* Aufgabe
Schreib die untenstehenden Daten vollständig und Zeile für Zeile unverändert ab.

* Rohdaten
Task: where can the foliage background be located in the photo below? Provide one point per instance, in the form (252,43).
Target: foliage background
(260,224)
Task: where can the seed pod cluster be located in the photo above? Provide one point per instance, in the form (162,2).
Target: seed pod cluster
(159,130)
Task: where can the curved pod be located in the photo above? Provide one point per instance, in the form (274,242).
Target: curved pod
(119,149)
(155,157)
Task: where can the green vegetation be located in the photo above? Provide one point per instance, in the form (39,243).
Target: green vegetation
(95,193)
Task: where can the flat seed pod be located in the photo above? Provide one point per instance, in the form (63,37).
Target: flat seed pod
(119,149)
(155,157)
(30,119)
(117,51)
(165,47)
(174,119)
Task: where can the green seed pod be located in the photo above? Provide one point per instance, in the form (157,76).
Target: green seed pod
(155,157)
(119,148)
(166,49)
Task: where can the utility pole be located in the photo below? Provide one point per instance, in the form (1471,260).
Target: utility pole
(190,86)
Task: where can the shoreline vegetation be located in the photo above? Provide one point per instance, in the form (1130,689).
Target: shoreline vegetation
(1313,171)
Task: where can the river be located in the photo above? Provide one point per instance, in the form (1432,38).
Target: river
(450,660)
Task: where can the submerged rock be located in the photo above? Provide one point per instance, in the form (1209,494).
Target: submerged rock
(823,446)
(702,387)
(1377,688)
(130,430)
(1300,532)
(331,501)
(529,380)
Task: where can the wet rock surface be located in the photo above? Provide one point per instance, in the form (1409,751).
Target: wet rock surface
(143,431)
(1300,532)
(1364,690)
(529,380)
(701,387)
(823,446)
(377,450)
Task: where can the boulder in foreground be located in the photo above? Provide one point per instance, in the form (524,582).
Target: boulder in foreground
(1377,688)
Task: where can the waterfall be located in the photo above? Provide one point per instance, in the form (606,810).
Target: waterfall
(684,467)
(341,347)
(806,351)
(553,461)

* Ergebnis
Task: where can the foliage background be located in the photo below? Provide one point per instance, in the form (252,43).
Target: foliage background
(260,224)
Task: where can the seed pod cluster be located in the photo above? Provide one point per instance, in the form (162,2).
Target: seed pod cluster
(159,130)
Task: where can the curved pod be located in the photo above? Provide one point per instance, in the form (274,242).
Target: curved pod
(119,149)
(155,157)
Task: where can the green vegetation be located in the photo above? Provide one point per instance, in the form (39,243).
Target: green vegetation
(95,193)
Task: where can the flat seed pod be located in the photo above? Provide one point per instance, in the form (63,37).
Target: flat seed pod
(119,149)
(155,157)
(30,119)
(117,51)
(165,47)
(174,119)
Task: where can the green seed pod be located in the photo above? Provide one point per instance, in the form (157,76).
Target: green seed pod
(155,157)
(119,148)
(166,49)
Task: where can the utility pole be located in the photo below? Provide one point per instance, in the form (1471,260).
Target: utility pole
(190,86)
Task: where can the shoreline vegetation be located in the photo above? Provide one point per instance, in the form (1130,689).
Target: shoreline vegetation
(1313,171)
Task: where can the river be located in the photo above? Provide one point per instance, in the form (1432,38).
Target: river
(450,660)
Task: where can the submerged rock be located in the photo above? Provide one point per instance, in the form (1209,494).
Target: submerged rock
(823,446)
(702,387)
(1377,688)
(130,430)
(1300,532)
(331,501)
(529,380)
Task: where can the wet rock surface be located in the photo above? Provide one point per instance, in the form (1409,751).
Target: wet rock surface
(143,431)
(1300,532)
(1364,690)
(529,380)
(701,387)
(823,446)
(377,450)
Task: where can the boulder in foreground be located in the photo above? Provide one point per instance, in the form (524,582).
Target: boulder in foreground
(1377,688)
Task: where can the waterfall be located in the photo above? Provide one point per instance, in the form (606,810).
Target: waterfall
(684,467)
(341,347)
(806,351)
(553,461)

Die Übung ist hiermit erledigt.